Every line of the data below that holds the string "kawasaki" needs to be reported.

* _Dataset content_:
==============================

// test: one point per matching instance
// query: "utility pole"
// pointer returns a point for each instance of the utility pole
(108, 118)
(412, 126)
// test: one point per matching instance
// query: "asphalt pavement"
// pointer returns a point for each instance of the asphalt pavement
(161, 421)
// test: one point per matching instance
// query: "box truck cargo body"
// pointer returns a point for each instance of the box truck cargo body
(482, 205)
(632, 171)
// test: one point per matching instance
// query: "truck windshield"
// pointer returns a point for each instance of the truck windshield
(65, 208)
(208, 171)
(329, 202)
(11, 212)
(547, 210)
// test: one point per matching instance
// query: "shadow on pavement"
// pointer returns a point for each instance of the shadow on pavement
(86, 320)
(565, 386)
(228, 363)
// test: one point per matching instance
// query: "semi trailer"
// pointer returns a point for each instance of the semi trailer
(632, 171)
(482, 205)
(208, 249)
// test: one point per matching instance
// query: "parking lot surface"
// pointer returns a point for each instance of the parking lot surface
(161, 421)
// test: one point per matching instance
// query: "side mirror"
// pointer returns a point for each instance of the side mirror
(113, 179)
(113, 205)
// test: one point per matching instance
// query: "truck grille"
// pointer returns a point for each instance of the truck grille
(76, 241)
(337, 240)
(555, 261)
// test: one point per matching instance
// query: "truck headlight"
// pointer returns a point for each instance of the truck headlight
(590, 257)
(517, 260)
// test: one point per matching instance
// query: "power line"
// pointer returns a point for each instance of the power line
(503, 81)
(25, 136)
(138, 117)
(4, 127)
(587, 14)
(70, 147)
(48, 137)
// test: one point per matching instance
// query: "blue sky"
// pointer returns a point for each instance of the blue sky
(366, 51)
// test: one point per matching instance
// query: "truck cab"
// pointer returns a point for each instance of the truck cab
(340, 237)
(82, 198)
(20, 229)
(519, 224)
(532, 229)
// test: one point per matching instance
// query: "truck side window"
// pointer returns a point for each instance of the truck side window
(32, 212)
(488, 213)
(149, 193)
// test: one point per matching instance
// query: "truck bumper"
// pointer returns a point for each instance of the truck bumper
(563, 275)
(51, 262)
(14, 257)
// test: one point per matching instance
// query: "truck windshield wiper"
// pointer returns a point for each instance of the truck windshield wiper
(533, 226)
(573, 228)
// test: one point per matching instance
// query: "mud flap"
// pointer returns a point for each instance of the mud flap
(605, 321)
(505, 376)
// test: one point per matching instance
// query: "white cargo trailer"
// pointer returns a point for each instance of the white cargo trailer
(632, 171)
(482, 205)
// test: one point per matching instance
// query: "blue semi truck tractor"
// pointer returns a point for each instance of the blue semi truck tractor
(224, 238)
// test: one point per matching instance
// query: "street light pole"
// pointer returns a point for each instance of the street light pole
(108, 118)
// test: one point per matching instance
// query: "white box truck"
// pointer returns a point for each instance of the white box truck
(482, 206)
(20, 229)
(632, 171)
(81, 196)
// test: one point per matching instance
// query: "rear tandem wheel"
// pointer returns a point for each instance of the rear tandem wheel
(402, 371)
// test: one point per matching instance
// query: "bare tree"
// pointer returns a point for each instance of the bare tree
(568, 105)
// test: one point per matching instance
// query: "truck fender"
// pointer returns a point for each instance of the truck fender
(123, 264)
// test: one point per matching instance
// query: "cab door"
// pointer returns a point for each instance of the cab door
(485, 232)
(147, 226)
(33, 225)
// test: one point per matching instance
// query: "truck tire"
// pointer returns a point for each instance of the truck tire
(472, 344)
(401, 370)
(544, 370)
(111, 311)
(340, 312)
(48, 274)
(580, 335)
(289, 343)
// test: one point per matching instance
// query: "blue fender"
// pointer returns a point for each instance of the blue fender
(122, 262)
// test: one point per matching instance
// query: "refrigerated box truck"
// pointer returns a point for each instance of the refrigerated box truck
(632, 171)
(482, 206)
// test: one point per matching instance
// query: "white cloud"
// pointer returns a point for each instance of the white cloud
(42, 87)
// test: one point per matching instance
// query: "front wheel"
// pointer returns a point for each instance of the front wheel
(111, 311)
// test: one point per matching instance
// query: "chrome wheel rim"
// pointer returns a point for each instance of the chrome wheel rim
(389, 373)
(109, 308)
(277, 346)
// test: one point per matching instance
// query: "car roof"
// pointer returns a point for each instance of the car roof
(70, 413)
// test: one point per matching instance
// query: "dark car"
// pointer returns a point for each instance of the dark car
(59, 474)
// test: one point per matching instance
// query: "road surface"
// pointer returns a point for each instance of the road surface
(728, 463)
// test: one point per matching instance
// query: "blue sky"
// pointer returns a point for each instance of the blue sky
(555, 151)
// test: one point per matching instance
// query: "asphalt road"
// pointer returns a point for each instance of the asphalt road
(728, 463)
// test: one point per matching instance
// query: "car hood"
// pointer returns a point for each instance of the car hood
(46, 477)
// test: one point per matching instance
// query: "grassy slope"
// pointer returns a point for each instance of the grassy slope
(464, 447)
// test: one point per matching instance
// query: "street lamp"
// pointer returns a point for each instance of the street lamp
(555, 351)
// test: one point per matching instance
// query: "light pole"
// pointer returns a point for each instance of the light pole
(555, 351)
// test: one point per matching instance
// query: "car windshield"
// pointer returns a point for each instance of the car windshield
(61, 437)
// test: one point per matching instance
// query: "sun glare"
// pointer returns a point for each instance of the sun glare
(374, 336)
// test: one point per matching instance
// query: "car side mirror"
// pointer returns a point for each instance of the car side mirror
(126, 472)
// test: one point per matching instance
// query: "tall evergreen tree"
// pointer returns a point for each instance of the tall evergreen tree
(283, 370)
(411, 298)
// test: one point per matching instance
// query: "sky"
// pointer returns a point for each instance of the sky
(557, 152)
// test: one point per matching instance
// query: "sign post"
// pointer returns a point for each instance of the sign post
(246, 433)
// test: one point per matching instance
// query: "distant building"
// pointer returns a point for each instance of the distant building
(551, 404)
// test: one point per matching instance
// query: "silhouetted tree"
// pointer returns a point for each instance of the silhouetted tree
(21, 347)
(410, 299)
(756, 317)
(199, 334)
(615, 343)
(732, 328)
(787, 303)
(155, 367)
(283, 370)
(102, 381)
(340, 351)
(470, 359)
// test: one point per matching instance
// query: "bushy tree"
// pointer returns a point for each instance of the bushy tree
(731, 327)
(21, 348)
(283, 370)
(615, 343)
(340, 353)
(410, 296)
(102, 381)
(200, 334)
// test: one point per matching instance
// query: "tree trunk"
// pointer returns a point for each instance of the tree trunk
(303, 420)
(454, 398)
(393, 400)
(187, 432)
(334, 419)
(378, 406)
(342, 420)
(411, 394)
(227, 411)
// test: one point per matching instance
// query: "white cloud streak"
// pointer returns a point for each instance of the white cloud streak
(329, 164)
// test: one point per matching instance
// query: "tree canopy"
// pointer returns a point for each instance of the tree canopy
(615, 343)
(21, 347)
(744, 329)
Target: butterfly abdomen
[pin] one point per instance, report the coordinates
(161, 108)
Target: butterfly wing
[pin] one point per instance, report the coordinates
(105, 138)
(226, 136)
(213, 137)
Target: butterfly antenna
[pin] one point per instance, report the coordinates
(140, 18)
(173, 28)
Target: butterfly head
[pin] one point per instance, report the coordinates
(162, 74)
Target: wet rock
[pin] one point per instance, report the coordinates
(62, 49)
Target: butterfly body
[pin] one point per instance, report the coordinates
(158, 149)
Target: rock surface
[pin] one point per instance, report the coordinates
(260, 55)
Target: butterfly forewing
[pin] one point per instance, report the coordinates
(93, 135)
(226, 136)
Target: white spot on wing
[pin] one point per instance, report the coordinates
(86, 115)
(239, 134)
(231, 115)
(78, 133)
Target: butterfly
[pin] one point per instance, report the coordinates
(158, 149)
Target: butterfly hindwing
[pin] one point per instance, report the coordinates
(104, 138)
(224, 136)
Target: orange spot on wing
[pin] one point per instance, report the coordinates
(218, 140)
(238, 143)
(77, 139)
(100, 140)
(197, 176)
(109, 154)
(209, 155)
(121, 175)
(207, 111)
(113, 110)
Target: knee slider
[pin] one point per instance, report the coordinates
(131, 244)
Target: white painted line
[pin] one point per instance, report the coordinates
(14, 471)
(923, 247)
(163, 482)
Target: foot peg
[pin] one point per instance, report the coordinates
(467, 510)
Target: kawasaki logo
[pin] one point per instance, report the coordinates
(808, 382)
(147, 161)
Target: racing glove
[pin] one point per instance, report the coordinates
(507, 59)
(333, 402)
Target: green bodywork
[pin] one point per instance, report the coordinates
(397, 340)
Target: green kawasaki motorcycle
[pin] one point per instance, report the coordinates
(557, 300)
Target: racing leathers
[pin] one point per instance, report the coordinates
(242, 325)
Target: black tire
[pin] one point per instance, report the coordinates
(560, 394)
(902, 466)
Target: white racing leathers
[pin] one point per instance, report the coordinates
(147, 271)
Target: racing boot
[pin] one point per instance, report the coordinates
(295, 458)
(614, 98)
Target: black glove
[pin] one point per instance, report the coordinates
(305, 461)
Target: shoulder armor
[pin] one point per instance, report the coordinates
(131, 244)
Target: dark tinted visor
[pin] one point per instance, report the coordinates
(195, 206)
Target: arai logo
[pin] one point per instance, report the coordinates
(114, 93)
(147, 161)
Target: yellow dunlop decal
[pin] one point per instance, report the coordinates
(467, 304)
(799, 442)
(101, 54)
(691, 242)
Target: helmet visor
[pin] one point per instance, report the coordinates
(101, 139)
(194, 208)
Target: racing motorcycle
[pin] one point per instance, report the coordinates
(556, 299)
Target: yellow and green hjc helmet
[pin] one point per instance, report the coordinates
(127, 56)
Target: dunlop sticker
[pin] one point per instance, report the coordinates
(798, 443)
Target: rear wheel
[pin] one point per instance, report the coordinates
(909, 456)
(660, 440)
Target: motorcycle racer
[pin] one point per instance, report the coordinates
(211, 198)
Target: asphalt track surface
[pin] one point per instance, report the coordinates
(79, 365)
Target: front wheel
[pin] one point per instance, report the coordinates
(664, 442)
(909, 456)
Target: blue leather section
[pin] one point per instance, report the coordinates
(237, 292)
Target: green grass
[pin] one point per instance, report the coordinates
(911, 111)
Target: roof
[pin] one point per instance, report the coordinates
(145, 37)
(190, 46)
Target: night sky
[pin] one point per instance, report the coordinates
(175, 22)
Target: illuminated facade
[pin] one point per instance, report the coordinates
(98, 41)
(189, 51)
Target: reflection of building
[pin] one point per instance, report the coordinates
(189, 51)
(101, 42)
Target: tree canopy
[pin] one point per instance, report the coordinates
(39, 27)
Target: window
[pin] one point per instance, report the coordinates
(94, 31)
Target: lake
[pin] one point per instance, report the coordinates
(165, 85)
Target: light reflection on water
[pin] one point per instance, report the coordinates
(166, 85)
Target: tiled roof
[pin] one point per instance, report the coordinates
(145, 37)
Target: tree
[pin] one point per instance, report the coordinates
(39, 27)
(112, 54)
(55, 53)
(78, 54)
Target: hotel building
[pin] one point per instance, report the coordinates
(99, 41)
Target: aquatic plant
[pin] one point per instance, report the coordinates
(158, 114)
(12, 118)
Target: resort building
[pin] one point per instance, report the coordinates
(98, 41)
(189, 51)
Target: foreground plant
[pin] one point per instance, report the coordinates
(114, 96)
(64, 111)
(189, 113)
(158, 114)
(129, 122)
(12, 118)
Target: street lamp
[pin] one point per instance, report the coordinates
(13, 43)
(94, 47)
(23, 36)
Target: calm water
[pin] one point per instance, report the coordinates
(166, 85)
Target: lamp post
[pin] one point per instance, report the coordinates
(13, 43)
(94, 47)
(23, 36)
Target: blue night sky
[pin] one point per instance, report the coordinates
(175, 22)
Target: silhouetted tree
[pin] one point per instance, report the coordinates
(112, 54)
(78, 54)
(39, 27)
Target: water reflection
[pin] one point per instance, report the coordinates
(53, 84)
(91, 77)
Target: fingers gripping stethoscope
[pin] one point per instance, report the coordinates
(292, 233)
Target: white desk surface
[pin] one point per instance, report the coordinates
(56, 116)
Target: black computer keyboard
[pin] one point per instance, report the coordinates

==============================

* _Task answer_:
Target: kawasaki logo
Target: green kawasaki motorcycle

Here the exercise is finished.